#### [Text for analysis]
IOC Vice President Coates and President of Tokyo 2020 Olympic and Paralympic organising committee Mori attend their news conference following Project Review Meeting in TokyoInternational Olympic Committee (IOC) Vice President John Coates and President of Tokyo 2020 Olympic and Paralympic organising committee Yoshiro Mori attend their news conference following Project Review Meeting in Tokyo, Japan, April 24, 2018. REUTERS/Toru Hanai
By Elaine Lies
TOKYO (Reuters) - Tokyo 2020 still faces questions on judo, sailing and triathlon, where issues about water quality in particular remain unresolved, International Olympic Committee (IOC) Vice President John Coates said on Tuesday with just over two years to prepare.
Coates, who is also chairman of the IOC's Coordination Committee for the 2020 Tokyo Games, on Monday said Tokyo must answer tough questions from national Olympic committees or risk losing confidence in their ability to host the games.
The stakes are especially high given the success of the Pyeongchang Winter games earlier this year, he said at the end of a two-day Project Review meeting in Tokyo.
"We experienced a wonderful Winter Games in Pyeongchang, we saw your Japanese team produce some wonderful performances but now you are the next host city," he said, adding that this would require them to be forthright as the clock ticked down and urgency grows for answers.

#### [Material supplied]
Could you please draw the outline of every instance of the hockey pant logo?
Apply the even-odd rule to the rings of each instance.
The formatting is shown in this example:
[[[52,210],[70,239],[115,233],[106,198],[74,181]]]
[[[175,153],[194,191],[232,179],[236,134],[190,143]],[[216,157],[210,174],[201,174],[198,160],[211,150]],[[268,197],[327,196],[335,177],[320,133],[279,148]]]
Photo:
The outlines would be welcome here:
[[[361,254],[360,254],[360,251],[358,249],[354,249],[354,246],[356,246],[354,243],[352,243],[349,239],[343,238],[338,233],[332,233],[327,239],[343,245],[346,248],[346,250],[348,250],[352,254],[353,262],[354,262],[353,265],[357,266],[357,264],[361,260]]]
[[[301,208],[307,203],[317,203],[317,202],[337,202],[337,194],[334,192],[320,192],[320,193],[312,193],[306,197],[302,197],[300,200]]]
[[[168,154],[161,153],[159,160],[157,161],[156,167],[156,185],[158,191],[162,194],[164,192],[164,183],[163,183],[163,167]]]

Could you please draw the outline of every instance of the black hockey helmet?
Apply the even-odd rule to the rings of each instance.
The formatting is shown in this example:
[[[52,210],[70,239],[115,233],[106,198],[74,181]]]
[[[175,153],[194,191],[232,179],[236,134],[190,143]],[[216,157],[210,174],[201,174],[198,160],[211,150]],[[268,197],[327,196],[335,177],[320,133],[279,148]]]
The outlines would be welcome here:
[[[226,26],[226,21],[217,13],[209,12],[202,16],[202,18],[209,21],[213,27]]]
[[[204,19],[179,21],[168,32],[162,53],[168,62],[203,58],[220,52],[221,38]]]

#### [Problem 1]
From the article on Tokyo 2020 preparations, reproduce the passage from "Coates, who is" to "host the games.".
#### [Problem 2]
According to the article on Tokyo 2020 preparations, which three sports does Tokyo 2020 still face questions on?

#### [Written solution 1]
Coates, who is also chairman of the IOC's Coordination Committee for the 2020 Tokyo Games, on Monday said Tokyo must answer tough questions from national Olympic committees or risk losing confidence in their ability to host the games.

#### [Written solution 2]
Judo, sailing and triathlon.